= Exercise directions =
Look below and pull out each line with the word "wheel".

= Input for this task =
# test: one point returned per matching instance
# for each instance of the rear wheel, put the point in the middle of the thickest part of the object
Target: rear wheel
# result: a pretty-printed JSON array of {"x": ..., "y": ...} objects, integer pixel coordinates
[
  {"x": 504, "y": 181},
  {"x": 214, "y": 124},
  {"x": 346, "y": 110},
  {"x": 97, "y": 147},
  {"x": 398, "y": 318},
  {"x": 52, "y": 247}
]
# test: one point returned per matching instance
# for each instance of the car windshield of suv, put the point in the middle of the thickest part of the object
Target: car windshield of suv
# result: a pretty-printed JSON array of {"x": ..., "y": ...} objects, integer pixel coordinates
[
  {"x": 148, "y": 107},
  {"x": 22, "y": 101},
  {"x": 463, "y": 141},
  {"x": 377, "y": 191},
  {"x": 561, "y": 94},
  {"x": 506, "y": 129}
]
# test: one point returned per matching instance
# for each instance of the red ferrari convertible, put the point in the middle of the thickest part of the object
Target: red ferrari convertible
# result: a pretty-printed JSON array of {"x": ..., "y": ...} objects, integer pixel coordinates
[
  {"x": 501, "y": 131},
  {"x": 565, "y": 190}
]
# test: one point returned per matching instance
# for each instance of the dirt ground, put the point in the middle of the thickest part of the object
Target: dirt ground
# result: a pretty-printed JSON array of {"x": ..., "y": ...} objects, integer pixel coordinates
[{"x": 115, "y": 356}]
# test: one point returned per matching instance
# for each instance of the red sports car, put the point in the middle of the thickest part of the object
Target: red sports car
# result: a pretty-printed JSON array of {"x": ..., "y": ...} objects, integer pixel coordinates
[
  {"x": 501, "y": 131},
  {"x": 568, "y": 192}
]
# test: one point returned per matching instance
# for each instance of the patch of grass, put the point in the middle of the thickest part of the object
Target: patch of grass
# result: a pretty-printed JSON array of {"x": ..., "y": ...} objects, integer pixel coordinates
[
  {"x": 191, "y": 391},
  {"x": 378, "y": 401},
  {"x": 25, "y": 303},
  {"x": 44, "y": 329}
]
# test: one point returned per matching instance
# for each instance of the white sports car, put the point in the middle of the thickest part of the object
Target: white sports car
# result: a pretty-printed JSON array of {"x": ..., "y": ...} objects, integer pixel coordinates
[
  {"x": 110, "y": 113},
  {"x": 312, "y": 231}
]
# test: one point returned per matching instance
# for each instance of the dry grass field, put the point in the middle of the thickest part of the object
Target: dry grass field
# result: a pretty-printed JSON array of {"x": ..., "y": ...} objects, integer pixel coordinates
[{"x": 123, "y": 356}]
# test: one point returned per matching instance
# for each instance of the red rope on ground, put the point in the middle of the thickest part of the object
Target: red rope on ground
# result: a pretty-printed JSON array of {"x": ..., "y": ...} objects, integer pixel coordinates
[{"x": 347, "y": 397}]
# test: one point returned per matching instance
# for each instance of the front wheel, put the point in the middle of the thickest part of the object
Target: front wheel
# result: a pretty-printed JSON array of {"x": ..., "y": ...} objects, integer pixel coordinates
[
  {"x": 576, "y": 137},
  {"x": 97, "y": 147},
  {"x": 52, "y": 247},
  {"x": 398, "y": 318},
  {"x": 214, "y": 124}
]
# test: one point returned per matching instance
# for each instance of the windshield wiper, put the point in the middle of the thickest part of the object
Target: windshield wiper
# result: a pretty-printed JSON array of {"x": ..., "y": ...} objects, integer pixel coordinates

= Response =
# for each instance of the rear wheel, put the point in the middle of the thickest part of the object
Target: rear wheel
# for each instance of the front wheel, put the point in the middle of the thickest part of the object
Target: front wheel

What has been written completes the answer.